We were invited out for "a bit of tea..." at our friends' house, which we duly accepted. We have been taking it in turns to cook and host for a few years now, even though it may take 6 months or more for us all to be able to fit it in! Anyway, as this is a beer blog, I shall not go into the culinary delights which Mein Host, Steve, carefully, and excellently prepared us, but suffice to say, we were not disappointed. We then blind sampled the beers Steve had got in for us (his tastings obviously weren't as blind as ours!) After our samplings, the beers were revealed, and the notes discussed. Beers and notes were as follows.

1/ Anchor Brewing Co Liberty Ale. 5.9%
This is a quite floral American Pale Ale. The beer has a hint of haziness in the glass. The initial taste is of  malt, but not overly sweet. A grass and pine after taste ensues, then a dry citrus dryness controls the palate in the long finish. A very pleasing beer.

2/ Anchor Brewing Co Anchor Steam Beer 4.8%
With a malty aroma and sweetness in the initial caramel taste, this is a reasonable beer. The flavour is balanced, with a slight oiliness and then a dry finish. Overall, this is a solid beer, not too shabby at all, but nothing exceptional.

3/ Axholme Brewing Co Cleethorpes Pale Ale 4.4%
There is a slight haze to this beer, which is brewed using local sea buckthorn berries. The palate is hit by a nice citrus taste, with a resinous mouth feel. A slight tropical fruitiness is detected, and the finish is sharp, zesty, long and dry. A very good Pale Ale.

4/ Axholme Brewing Co Clearwater Pale Ale. 4.3%
Another slightly hazy glass of beer, which doesn't detract from the taste. This is another zesty beer, with a slight breadiness to the taste. There are slight fruit flavours within, which eventually come out in the finish. Very well balanced bitterness in the finish.

5/ Les Brasseurs de Gayant La Blonde de Ch'Nord 7%
A Biere de Garde, which is well carbonated. The aroma is very floral, with hints of grass, and damp cardboard? . The taste is slightly metallic, with a toffee apple sweetness balancing the grassiness and zest, which leads into bitter, long and lingering finish. We really enjoyed this one.

6/ Great Newsome Brewery Jem's Stout 4.3%
We found this a decent Stout, with a slight richness to it, but not too heavy. Raisin and dark fruits are in the aroma, with a lovely plum bitter-sweetness coming to the fore, followed by liquorice and hints of coffee. It is a touch thin in the mouth, but still pleasing.

Record excerpts ▸
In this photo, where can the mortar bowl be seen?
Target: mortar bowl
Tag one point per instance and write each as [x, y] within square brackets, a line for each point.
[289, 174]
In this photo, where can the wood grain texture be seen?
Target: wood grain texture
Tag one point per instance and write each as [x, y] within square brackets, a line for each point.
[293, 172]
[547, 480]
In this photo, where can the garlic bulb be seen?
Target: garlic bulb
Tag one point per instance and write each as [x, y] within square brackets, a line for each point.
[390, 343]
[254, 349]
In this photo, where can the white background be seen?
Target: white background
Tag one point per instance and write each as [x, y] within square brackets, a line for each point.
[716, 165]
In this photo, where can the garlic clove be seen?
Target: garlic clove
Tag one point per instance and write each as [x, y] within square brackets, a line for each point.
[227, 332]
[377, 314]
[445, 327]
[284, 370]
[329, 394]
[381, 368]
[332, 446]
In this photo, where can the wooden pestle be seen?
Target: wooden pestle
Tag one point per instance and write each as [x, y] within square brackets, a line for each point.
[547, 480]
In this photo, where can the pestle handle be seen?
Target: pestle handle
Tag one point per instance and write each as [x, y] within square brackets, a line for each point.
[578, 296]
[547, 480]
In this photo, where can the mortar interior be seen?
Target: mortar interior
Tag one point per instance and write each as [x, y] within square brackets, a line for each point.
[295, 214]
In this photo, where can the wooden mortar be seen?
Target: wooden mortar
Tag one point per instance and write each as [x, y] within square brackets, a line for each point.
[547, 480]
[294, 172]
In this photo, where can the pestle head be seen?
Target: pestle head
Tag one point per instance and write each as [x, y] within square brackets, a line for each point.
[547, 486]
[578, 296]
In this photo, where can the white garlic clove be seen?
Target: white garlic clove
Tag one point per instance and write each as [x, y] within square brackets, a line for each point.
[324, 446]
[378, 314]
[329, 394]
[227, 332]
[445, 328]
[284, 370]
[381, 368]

Work to complete ▸
1. In the beer tasting post, what local ingredient is the Cleethorpes Pale Ale brewed with?
2. Carry on the beer tasting post from the point where it stops, keeping its style.
The items are separate material and have nothing to do with the beer tasting post.

Answers to each task ▸
1. Local sea buckthorn berries.

2.
7/ Cooper's Pale Ale. 4.5%
Australia offered us this brew to cogitate over. On the blind tasting, this one came across more lager, or Pilsner, in character. it is reasonably hoppy, with a good bitterness and bright, crisp taste. It is quite high in carbonation, with a pronounced maltiness in the long finish. On a hot day in the beer garden, or at a barbecue, this would be a good choice, but I found it rather bland, although a little bland.

8/ Sierra Nevada Pale Ale. 5.6%
Initially there is a grassy aroma to greet you, then the tasting of this brew picks up citrus hints, including a touch of grapefruit. There is a good bitterness, with slight spice tones. Caramel is also lurking in there, with the finish best described as long and dry. This is a well loved beer, and I must admit that it is well brewed and, although not one of my all time best beers, a very good bottled Pale Ale.

We also sampled Golden Ghecko, and Amber Adder, from Lidl's Hatherwood range, along with Blanche de Namur and  Rheinbacher Weissbier, all of which have been reviewed in full on this blog, so I shall not repeat my findings, as they were exactly as my previous findings, but after this the beers got a bit muddled. Mein Host, Steve, became a bit, shall we say, confused with the5 offerings, and eventually admitted "I'm pishhed, hic, Wery pinsed, Rie nead to gun to bid, hic goornart" Which translated to " Oh, dear. I appear to be over the limit. Please, let me take to my bed, as slumber is necessary." Dee, Steve's partner put it thus. "Pissed up old fart!" Oh, well.

The JDW's Beer Festival.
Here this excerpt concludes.